__Source document__
========================================================================

They picked their own topic. Kaval was raping about all the members of NXT and finished the rap with Total Nonstop Action.


----------



## Kratosx23 (Nov 1, 2004)

perro said:


> what? when did i ever say that
> 
> I hate Riley cause hes just another Cocky heel with no individuality what so ever other then the fact he wares a varsity jacket


So you're ignoring his skills and just hate him because he's a cocky heel? That's retarded. It's not even his decision what he is.


----------



## JoseBxNYC (Feb 21, 2008)

Just glad Blandguillicuty didn't beat Ryder.


----------



## Huganomics (Mar 12, 2010)

JoseBxNYC said:


> Just glad Blandguillicuty didn't beat Ryder.


I have to admit, I actually thought McGillicutty would win it because of Ryder's jobber status.


----------



## Kratosx23 (Nov 1, 2004)

JoseBxNYC said:


> Just glad Blandguillicuty didn't beat Ryder.


Wait a second, he lost to RYDER? :lmao :lmao Was it clean?


----------



## cavs25 (Mar 31, 2010)

yea it was a clean lost


----------



## TheWFEffect (Jan 4, 2010)

Pyro™ said:


> Wait a second, he lost to RYDER? :lmao :lmao Was it clean?


WOOOO WOOOO YOU KNOW IT


----------



## Kratosx23 (Nov 1, 2004)

cavs25 said:


> yea it was a clean lost


Oh my god. :lmao :lmao :lmao :lmao :lmao

Alright, I'm changing my pick. It's definately Kaval or Riley now, Hennig's credibility just shot down the shitter. There's no way I'm taking him seriously as a future world champion now.


----------



## JoseBxNYC (Feb 21, 2008)

I laughed when Ryder yelled at him "You serious bro?".


----------



## JerseyCloverleaf (Aug 15, 2010)

After tonight, I'm not sure that I see Riley winning. He took Kofi's Trouble in Paradise just awfully, and the rest of his match was completely generic. He ran out of mic time, and prior to that, it wasn't anything special. 

Kaval got all the momentum with his stomp to the outside on Husky, plus the pros coming to his aid. That said, the TNA comment (if not scripted) was incredibly stupid for him to say, and overall, his speech wasn't great.

========================================================================

[Stored entries]
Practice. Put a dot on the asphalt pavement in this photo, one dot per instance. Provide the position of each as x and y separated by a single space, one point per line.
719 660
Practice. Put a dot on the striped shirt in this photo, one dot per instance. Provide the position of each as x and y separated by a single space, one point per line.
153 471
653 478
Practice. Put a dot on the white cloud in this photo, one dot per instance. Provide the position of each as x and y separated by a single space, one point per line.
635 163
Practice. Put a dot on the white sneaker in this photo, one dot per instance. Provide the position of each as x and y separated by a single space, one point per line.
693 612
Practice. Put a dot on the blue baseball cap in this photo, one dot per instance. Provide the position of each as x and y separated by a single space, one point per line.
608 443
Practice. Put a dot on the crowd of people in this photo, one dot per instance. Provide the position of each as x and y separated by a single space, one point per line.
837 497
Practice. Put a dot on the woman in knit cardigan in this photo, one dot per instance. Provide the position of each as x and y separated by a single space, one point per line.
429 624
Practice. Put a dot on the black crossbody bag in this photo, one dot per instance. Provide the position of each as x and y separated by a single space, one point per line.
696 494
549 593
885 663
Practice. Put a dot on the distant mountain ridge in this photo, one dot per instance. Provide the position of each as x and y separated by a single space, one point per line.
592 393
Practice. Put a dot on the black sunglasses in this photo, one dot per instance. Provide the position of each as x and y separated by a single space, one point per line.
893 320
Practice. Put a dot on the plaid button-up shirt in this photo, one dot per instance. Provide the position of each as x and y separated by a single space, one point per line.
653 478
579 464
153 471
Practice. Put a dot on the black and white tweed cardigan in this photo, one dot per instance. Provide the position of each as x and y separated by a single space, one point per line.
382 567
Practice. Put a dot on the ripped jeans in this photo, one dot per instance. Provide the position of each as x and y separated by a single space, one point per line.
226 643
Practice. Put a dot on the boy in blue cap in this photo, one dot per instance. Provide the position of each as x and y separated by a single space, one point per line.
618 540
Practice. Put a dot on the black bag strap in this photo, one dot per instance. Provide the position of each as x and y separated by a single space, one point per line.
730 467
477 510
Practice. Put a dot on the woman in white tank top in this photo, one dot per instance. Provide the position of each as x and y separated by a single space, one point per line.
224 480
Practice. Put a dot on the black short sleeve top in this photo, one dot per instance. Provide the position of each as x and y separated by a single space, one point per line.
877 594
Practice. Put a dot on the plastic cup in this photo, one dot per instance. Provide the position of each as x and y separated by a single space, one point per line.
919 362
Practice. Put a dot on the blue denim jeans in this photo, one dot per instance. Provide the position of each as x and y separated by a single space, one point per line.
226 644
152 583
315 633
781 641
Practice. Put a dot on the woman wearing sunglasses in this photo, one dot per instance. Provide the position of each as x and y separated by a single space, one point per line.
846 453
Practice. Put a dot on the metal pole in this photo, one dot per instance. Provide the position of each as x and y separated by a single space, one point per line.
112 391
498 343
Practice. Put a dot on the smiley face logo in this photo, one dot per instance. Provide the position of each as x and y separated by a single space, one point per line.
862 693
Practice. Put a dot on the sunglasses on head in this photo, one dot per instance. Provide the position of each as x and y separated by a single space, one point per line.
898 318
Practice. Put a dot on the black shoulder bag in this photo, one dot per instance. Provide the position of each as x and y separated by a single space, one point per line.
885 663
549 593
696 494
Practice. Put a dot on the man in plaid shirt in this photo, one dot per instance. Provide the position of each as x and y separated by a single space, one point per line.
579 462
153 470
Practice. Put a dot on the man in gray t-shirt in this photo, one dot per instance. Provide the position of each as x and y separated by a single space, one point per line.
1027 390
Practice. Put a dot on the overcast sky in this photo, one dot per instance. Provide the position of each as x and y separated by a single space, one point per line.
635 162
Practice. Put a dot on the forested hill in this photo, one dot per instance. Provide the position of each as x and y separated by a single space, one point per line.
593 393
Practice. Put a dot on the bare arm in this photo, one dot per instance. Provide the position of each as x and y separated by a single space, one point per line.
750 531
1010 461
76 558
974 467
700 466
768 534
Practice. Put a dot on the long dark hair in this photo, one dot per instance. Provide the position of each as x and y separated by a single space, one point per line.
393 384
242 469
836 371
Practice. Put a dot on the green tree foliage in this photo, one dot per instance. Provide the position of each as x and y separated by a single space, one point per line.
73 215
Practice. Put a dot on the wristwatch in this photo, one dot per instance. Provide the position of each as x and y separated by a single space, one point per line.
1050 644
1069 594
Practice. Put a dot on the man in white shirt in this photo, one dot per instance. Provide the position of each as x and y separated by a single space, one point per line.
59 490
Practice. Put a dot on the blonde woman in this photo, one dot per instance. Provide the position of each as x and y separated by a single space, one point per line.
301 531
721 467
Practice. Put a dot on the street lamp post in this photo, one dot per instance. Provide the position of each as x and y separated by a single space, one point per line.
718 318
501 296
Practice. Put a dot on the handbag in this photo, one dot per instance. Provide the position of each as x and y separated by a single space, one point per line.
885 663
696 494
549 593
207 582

========================================================================

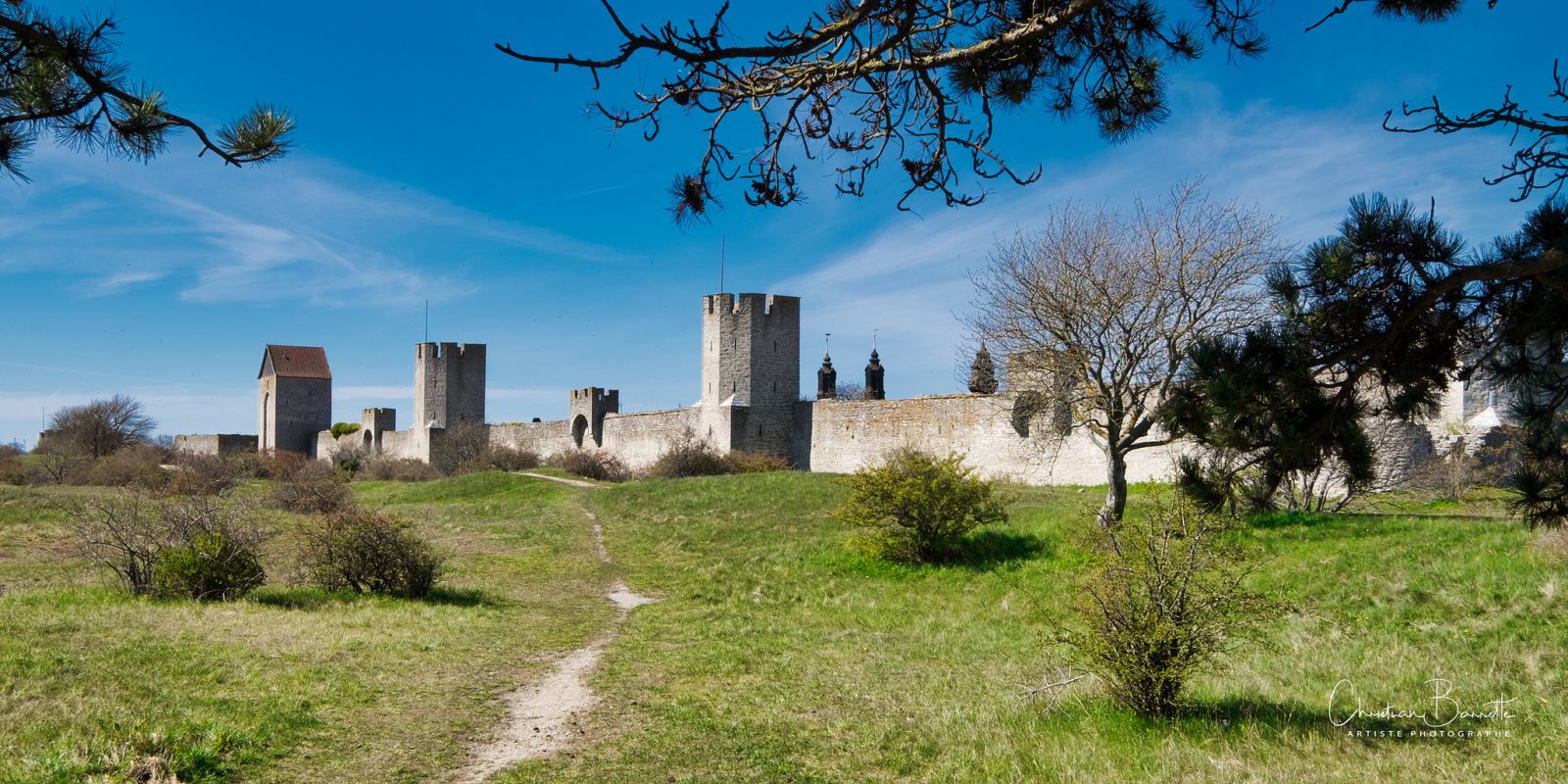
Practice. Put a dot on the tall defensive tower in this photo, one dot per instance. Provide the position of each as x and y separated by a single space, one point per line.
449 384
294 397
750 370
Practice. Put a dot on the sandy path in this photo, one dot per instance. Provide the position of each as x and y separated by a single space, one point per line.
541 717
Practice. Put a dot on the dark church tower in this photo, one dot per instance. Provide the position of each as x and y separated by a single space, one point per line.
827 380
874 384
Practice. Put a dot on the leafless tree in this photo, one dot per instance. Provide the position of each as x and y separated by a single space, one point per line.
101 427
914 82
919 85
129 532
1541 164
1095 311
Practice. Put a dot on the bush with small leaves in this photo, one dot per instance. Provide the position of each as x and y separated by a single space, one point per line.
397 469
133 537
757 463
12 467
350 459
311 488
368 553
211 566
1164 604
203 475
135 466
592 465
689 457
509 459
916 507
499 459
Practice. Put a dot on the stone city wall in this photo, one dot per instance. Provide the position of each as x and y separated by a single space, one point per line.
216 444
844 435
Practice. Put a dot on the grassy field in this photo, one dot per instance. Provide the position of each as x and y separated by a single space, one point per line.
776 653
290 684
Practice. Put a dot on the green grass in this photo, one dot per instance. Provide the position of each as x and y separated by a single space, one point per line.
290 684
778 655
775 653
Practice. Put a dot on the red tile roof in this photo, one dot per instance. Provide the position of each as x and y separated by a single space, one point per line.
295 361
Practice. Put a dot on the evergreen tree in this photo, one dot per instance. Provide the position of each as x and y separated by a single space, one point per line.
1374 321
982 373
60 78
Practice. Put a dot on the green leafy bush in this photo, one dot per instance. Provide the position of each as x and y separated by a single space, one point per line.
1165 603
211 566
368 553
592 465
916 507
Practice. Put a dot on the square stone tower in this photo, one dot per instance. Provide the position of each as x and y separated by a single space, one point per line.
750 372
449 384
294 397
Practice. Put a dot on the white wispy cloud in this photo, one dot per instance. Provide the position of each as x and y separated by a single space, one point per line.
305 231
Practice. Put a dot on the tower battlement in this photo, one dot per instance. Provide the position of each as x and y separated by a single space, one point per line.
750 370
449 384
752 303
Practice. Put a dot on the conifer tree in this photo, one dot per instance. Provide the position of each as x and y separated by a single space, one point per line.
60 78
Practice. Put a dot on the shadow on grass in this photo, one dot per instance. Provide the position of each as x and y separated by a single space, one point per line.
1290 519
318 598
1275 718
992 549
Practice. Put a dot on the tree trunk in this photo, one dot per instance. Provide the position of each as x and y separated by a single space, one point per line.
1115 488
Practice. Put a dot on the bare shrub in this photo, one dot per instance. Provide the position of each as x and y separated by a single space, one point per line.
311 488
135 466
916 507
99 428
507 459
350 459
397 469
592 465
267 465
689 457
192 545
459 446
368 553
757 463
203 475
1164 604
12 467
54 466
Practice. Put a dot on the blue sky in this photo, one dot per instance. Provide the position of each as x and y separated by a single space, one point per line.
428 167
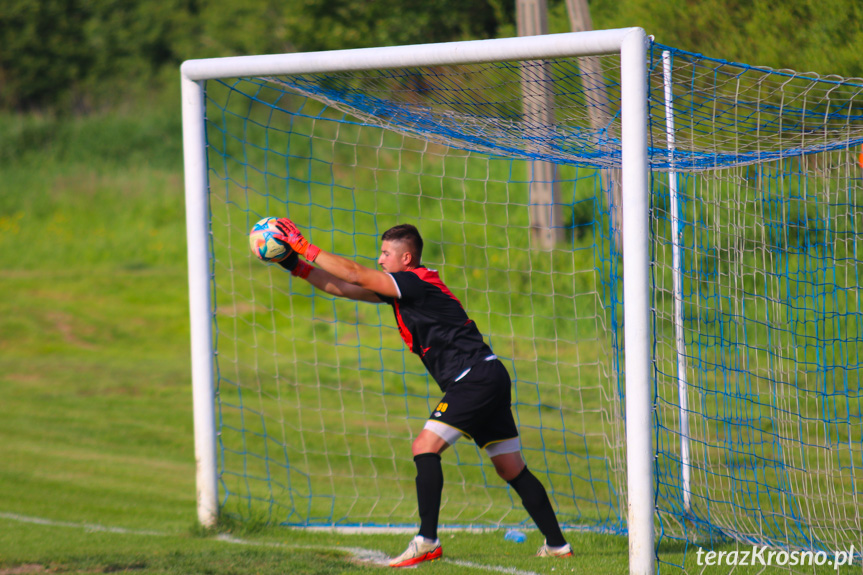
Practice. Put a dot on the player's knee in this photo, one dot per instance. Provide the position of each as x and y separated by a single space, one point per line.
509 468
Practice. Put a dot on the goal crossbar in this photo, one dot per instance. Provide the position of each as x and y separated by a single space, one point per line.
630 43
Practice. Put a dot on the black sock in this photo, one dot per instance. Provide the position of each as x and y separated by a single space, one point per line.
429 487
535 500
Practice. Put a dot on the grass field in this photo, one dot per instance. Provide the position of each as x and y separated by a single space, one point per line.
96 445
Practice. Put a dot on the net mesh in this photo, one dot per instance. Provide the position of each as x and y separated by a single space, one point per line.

========================================================================

__Objective__
From the NXT forum thread above, output the passage starting at "Oh my god. :lmao" and ending at "world champion now.", copied word for word.

__Solved exercise__
Oh my god. :lmao :lmao :lmao :lmao :lmao

Alright, I'm changing my pick. It's definately Kaval or Riley now, Hennig's credibility just shot down the shitter. There's no way I'm taking him seriously as a future world champion now.